▶ Source extract
########

Salmeterol and fluticasone propionate given as a combination. Lack of systemic pharmacodynamic and pharmacokinetic interactions.

OBJECTIVE

To investigate the potential for systemic pharmacodynamic and pharmacokinetic interactions between inhaled salmeterol and fluticasone propionate when repeat doses of the two drugs are given in combination to healthy subjects.

METHODS

Twenty-eight healthy subjects received salmeterol 100 microg, salmeterol 100 microg/fluticasone propionate 500 microg and fluticasone propionate 500 microg via a Diskus dry powder inhaler twice daily for 11 days according to a randomised, double-blind, placebo-controlled, crossover design. Subjects in the placebo group also received a single dose of salmeterol 100 microg on the morning of day 10. On day 10, the systemic effects of salmeterol [on pulse rate, blood pressure, corrected QT (QTc) interval and serum potassium and glucose levels] and fluticasone propionate (on 24-h urinary cortisol and morning plasma cortisol levels) were assessed. Maximal number and affinity of lymphocyte beta2-adrenoceptors and beta2-adrenoceptor polymorphism at loci 16 and 27 were also determined. Plasma pharmacokinetics of salmeterol and fluticasone propionate were determined after the morning dose on day 10. Dosing continued on the evening of day 10 and on day 11, and on day 12 the effect of repeat-dose treatment with salmeterol and salmeterol/fluticasone propionate on the systemic effects of cumulative doses of inhaled salbutamol (up to a total dosage of 3,200 microg) was evaluated.

########

▶ Entries provided
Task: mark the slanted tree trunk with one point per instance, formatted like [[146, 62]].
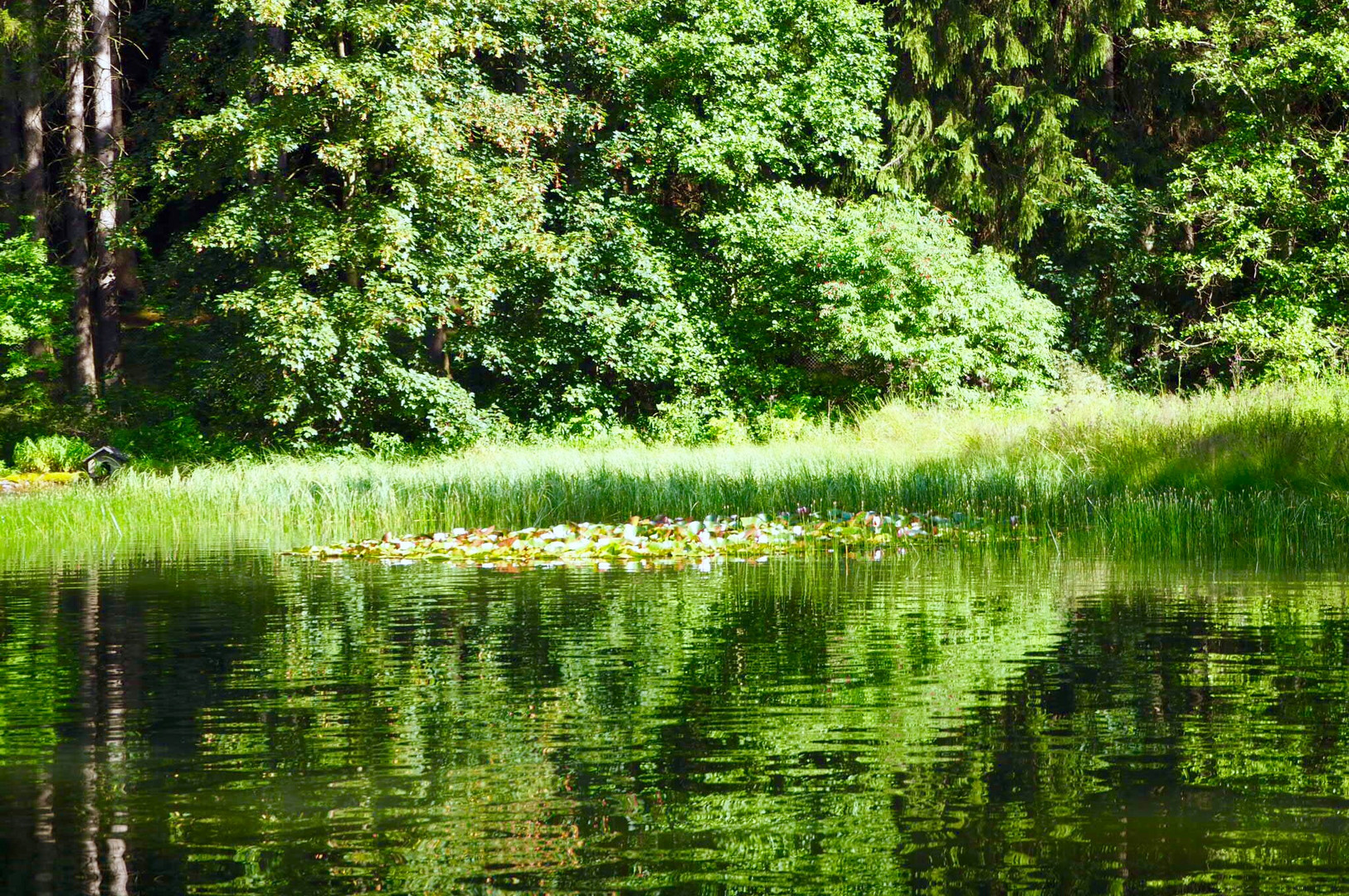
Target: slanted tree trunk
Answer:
[[84, 372], [124, 256], [10, 162], [105, 198], [30, 100]]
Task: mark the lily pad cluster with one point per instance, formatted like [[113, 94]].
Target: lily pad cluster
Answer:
[[661, 540]]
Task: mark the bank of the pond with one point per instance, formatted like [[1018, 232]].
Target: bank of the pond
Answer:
[[1259, 473]]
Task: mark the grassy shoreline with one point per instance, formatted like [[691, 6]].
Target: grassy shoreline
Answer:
[[1262, 473]]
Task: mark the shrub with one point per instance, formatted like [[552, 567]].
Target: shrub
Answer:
[[50, 454]]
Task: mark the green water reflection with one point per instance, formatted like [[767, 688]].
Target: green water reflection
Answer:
[[957, 723]]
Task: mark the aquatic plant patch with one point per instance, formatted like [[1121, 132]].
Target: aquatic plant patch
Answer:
[[655, 542]]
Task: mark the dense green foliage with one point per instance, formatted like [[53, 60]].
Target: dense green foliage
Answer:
[[439, 220], [34, 297]]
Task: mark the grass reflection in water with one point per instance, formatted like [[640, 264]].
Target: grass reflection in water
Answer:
[[972, 721]]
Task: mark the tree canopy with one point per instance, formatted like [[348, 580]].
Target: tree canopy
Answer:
[[299, 220]]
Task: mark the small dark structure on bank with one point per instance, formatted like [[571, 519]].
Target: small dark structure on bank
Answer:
[[103, 463]]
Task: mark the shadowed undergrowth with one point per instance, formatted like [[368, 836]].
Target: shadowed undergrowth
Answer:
[[1260, 473]]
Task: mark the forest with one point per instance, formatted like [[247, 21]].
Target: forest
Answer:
[[290, 223]]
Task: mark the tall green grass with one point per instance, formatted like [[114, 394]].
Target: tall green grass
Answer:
[[1263, 473]]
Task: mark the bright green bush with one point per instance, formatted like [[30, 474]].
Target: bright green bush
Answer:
[[874, 297], [50, 454], [34, 297]]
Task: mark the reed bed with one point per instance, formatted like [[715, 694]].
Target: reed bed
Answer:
[[1262, 473]]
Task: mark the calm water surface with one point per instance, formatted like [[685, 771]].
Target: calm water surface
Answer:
[[954, 723]]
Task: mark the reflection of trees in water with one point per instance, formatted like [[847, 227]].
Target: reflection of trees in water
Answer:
[[417, 729]]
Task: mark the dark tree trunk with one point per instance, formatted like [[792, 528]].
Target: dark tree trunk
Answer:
[[105, 200], [30, 100], [10, 161], [436, 355], [84, 372]]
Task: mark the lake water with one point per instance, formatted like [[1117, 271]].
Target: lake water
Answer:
[[945, 723]]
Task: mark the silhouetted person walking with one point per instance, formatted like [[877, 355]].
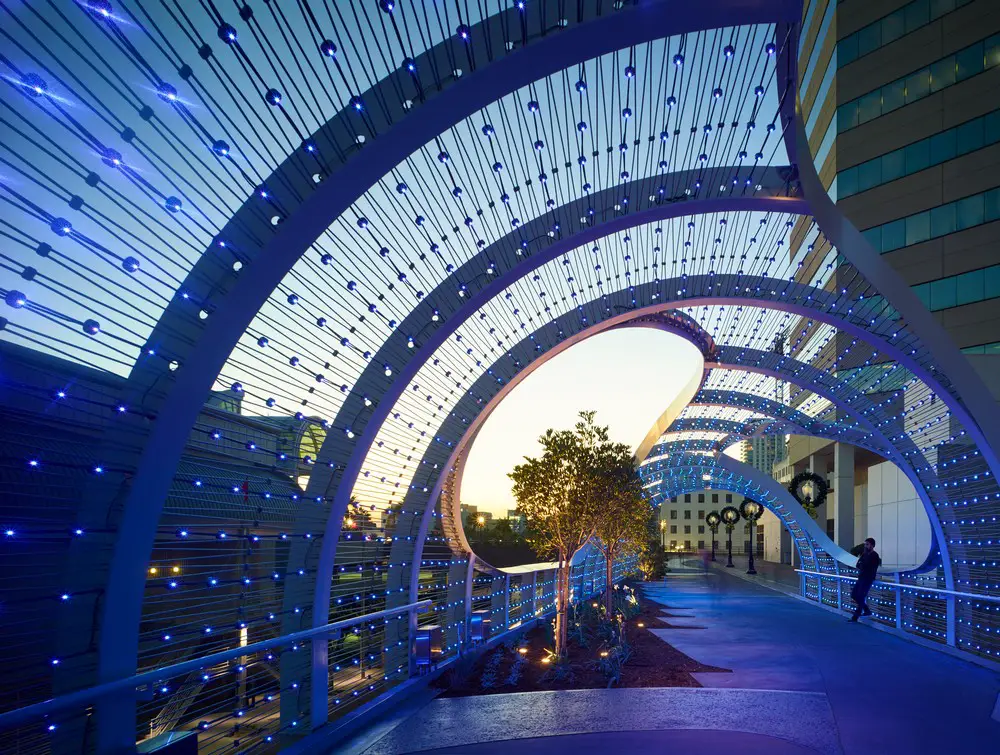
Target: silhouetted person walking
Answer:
[[868, 564]]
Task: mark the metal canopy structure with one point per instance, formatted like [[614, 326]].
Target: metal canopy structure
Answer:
[[267, 270]]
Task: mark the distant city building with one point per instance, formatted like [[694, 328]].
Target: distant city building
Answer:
[[473, 517], [764, 452], [682, 519], [517, 521]]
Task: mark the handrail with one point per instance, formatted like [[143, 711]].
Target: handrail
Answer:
[[19, 716], [974, 596]]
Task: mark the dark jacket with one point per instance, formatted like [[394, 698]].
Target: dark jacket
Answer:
[[868, 565]]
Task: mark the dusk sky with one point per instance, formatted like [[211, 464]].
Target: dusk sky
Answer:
[[627, 376]]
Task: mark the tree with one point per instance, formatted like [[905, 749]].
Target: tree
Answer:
[[503, 533], [559, 496], [622, 525]]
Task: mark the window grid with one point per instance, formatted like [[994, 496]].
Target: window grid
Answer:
[[896, 25], [962, 65], [936, 149], [983, 348], [967, 212], [957, 290]]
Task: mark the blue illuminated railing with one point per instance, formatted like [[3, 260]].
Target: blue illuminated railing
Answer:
[[87, 696]]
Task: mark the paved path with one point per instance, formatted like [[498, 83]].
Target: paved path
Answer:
[[887, 695], [803, 682]]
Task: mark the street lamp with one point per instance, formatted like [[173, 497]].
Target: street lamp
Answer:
[[751, 511], [730, 516], [713, 520]]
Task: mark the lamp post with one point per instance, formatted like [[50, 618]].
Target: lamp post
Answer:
[[713, 520], [730, 516], [751, 511]]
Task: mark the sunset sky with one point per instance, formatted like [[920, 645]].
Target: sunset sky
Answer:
[[627, 376]]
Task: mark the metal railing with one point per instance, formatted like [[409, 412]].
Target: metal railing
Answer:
[[901, 586], [83, 697]]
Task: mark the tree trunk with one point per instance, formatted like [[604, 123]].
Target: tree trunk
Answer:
[[609, 596], [562, 598]]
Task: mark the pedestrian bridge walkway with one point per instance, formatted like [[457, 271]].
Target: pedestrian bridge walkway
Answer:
[[802, 681]]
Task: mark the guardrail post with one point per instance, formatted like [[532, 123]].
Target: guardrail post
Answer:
[[532, 605], [951, 609], [899, 604], [506, 602], [840, 585]]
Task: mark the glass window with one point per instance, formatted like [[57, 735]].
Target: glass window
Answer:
[[991, 51], [893, 235], [969, 61], [918, 228], [942, 220], [970, 211], [917, 13], [893, 95], [991, 127], [917, 85], [943, 73], [942, 147], [991, 289], [992, 202], [869, 39], [847, 116], [893, 165], [870, 106], [969, 287], [923, 292], [869, 174], [847, 50], [917, 156], [940, 7], [942, 294], [874, 237], [893, 26], [847, 182], [970, 136]]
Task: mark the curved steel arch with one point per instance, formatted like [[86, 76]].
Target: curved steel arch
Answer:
[[938, 541], [765, 490], [970, 397], [202, 360], [804, 300], [642, 318]]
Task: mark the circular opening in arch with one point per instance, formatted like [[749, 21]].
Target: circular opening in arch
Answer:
[[628, 376]]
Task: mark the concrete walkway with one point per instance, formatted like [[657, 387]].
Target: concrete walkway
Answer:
[[803, 681], [886, 695]]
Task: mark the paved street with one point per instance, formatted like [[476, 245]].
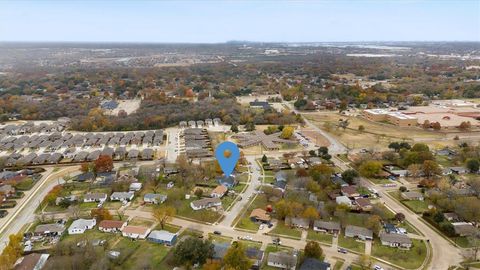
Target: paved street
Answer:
[[25, 210]]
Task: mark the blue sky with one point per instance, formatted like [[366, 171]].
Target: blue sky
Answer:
[[220, 21]]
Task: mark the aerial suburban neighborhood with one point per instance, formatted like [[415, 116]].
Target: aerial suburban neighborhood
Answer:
[[238, 155]]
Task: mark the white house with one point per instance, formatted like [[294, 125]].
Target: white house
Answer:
[[135, 232], [343, 200], [122, 196], [95, 197], [135, 186], [154, 198], [80, 225], [282, 260]]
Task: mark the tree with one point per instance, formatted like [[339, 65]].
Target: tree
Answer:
[[473, 165], [349, 176], [163, 214], [100, 214], [86, 167], [287, 132], [235, 258], [192, 251], [310, 213], [370, 168], [313, 250], [430, 168], [198, 192], [103, 163], [400, 217]]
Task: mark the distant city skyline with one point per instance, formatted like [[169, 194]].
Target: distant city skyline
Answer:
[[257, 21]]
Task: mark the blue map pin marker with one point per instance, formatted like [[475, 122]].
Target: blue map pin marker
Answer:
[[227, 163]]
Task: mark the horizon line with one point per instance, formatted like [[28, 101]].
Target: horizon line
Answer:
[[238, 41]]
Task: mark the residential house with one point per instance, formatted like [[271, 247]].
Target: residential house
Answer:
[[302, 223], [282, 260], [135, 186], [228, 181], [451, 217], [163, 237], [205, 203], [80, 225], [135, 232], [219, 250], [364, 204], [256, 255], [219, 191], [343, 200], [95, 197], [52, 229], [464, 228], [358, 232], [88, 176], [111, 226], [122, 196], [260, 215], [314, 264], [280, 181], [350, 191], [327, 226], [154, 198], [395, 240], [7, 190], [412, 196]]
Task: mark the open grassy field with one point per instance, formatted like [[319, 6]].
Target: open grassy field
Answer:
[[410, 259], [351, 244], [282, 229], [245, 222], [375, 135], [320, 237]]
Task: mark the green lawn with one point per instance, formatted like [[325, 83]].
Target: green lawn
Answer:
[[417, 206], [184, 210], [239, 188], [147, 255], [87, 206], [245, 222], [338, 265], [248, 244], [320, 237], [351, 243], [219, 238], [410, 259], [282, 229], [26, 184]]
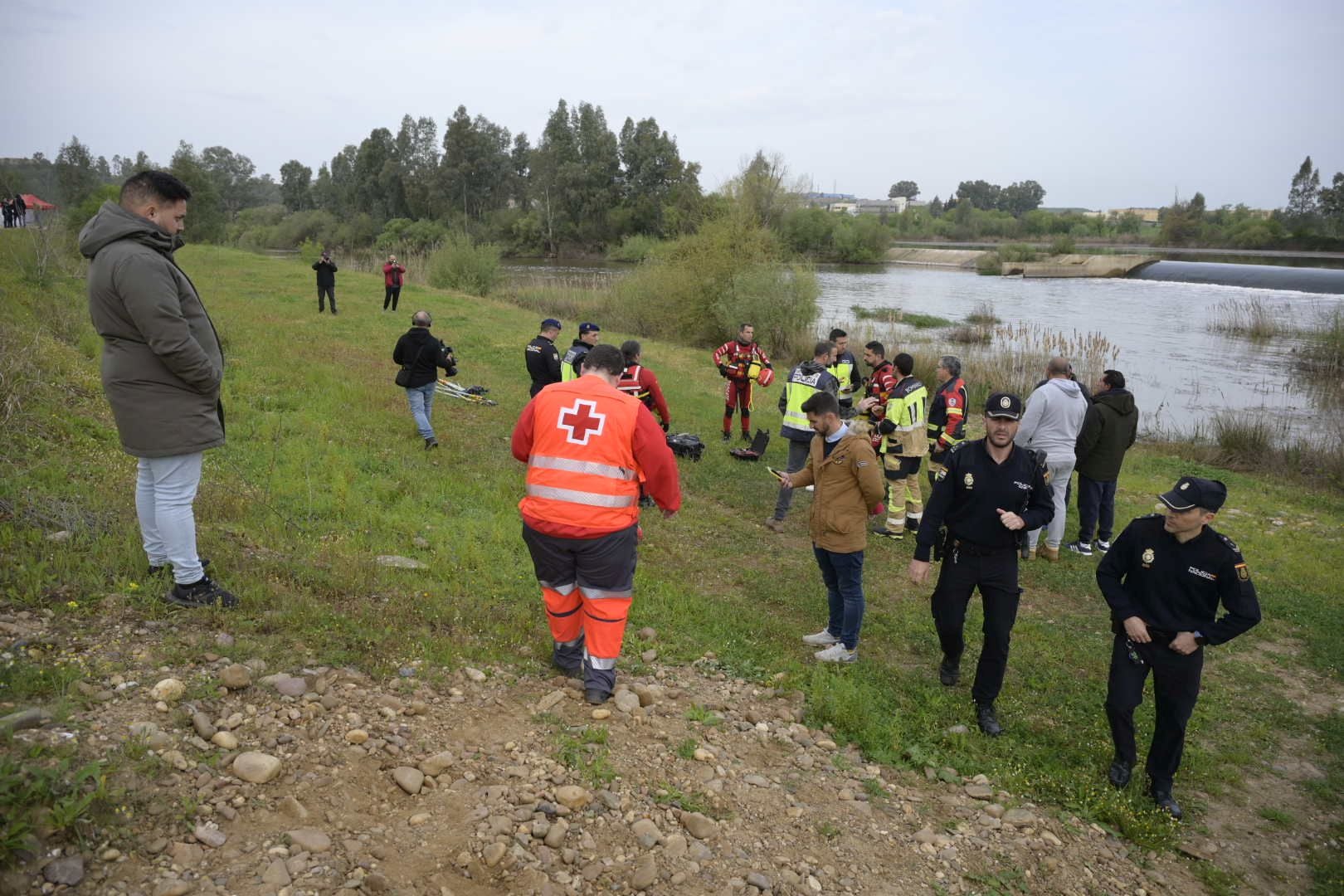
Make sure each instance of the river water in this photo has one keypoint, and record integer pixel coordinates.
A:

########

▶ Assignment
Reproduce the salmeterol and fluticasone propionate abstract above word for word, from its title through the end of the methods section.

▶ Solution below
Salmeterol and fluticasone propionate given as a combination. Lack of systemic pharmacodynamic and pharmacokinetic interactions.

OBJECTIVE

To investigate the potential for systemic pharmacodynamic and pharmacokinetic interactions between inhaled salmeterol and fluticasone propionate when repeat doses of the two drugs are given in combination to healthy subjects.

METHODS

Twenty-eight healthy subjects received salmeterol 100 microg, salmeterol 100 microg/fluticasone propionate 500 microg and fluticasone propionate 500 microg via a Diskus dry powder inhaler twice daily for 11 days according to a randomised, double-blind, placebo-controlled, crossover design. Subjects in the placebo group also received a single dose of salmeterol 100 microg on the morning of day 10. On day 10, the systemic effects of salmeterol [on pulse rate, blood pressure, corrected QT (QTc) interval and serum potassium and glucose levels] and fluticasone propionate (on 24-h urinary cortisol and morning plasma cortisol levels) were assessed. Maximal number and affinity of lymphocyte beta2-adrenoceptors and beta2-adrenoceptor polymorphism at loci 16 and 27 were also determined. Plasma pharmacokinetics of salmeterol and fluticasone propionate were determined after the morning dose on day 10. Dosing continued on the evening of day 10 and on day 11, and on day 12 the effect of repeat-dose treatment with salmeterol and salmeterol/fluticasone propionate on the systemic effects of cumulative doses of inhaled salbutamol (up to a total dosage of 3,200 microg) was evaluated.